Write out the lines of the data exactly as they stand, starting at the line that contains "Kindly give the mask of every instance of the gable" and ending at the line that contains "67L56 68L54 73L52", with both of those lines included.

Records for the exercise
##########

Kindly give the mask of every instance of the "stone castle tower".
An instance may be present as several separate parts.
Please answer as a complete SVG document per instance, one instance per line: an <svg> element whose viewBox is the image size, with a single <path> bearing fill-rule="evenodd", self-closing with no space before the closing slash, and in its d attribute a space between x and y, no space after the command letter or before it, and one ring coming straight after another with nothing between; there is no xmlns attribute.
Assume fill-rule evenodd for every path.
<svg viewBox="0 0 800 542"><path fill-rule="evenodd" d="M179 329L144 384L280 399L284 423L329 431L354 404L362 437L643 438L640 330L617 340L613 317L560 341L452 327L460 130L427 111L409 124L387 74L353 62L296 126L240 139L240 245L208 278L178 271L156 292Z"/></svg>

##########

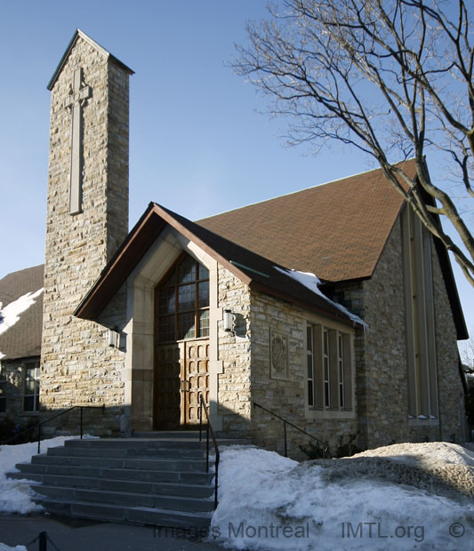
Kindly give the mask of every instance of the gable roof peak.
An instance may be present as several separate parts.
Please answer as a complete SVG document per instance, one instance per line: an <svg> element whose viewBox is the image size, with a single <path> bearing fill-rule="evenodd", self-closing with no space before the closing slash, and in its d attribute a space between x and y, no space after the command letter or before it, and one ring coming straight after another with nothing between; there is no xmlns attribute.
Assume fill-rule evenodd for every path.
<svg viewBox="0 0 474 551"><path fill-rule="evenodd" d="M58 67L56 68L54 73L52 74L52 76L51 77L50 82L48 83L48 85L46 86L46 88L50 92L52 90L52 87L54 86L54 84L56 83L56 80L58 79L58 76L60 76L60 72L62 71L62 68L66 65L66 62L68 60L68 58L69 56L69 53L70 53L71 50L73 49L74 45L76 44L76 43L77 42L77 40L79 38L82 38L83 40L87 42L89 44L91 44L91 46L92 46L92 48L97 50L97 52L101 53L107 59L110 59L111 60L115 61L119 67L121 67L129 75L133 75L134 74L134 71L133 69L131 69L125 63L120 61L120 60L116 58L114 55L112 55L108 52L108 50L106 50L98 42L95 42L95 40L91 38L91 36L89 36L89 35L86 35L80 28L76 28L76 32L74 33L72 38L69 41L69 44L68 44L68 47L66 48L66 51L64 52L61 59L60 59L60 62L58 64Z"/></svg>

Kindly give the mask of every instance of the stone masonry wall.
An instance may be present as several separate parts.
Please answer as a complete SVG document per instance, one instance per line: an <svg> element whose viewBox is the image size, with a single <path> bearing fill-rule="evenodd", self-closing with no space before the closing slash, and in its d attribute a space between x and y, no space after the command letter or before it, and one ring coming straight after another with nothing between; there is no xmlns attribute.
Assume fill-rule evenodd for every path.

##########

Reply to the task
Kindly give the mask of every instance of the gable roof peak.
An instance may be present as several separate parts.
Please answer as a complete SVG document per instance, one instance per line: an <svg> element whose viewBox is the image size, with a single <path> bearing fill-rule="evenodd", self-closing with no space before the closing slash, and in its d attribute a space between x and y, no space after the command letter or before it, and one ring coming straight after another with nothing between; there is no xmlns attribute.
Assume fill-rule evenodd for every path.
<svg viewBox="0 0 474 551"><path fill-rule="evenodd" d="M58 67L56 68L54 73L52 74L52 76L51 77L50 82L48 83L48 85L46 86L46 88L50 92L52 90L52 87L54 86L54 84L56 83L56 80L58 79L58 76L60 76L60 72L62 71L62 68L66 65L66 62L68 60L68 58L69 56L69 53L70 53L71 50L73 49L74 45L76 44L76 43L77 42L77 40L79 38L82 38L83 40L87 42L89 44L91 44L91 46L92 46L92 48L97 50L97 52L101 53L107 59L110 59L111 60L115 61L119 67L121 67L129 75L133 75L134 74L134 71L133 69L131 69L125 63L120 61L120 60L116 58L114 55L112 55L108 52L108 50L106 50L98 42L95 42L95 40L91 38L91 36L89 36L89 35L86 35L80 28L76 28L76 32L74 33L72 38L69 41L69 44L68 44L68 47L66 48L66 51L64 52L61 59L60 59L60 62L58 64Z"/></svg>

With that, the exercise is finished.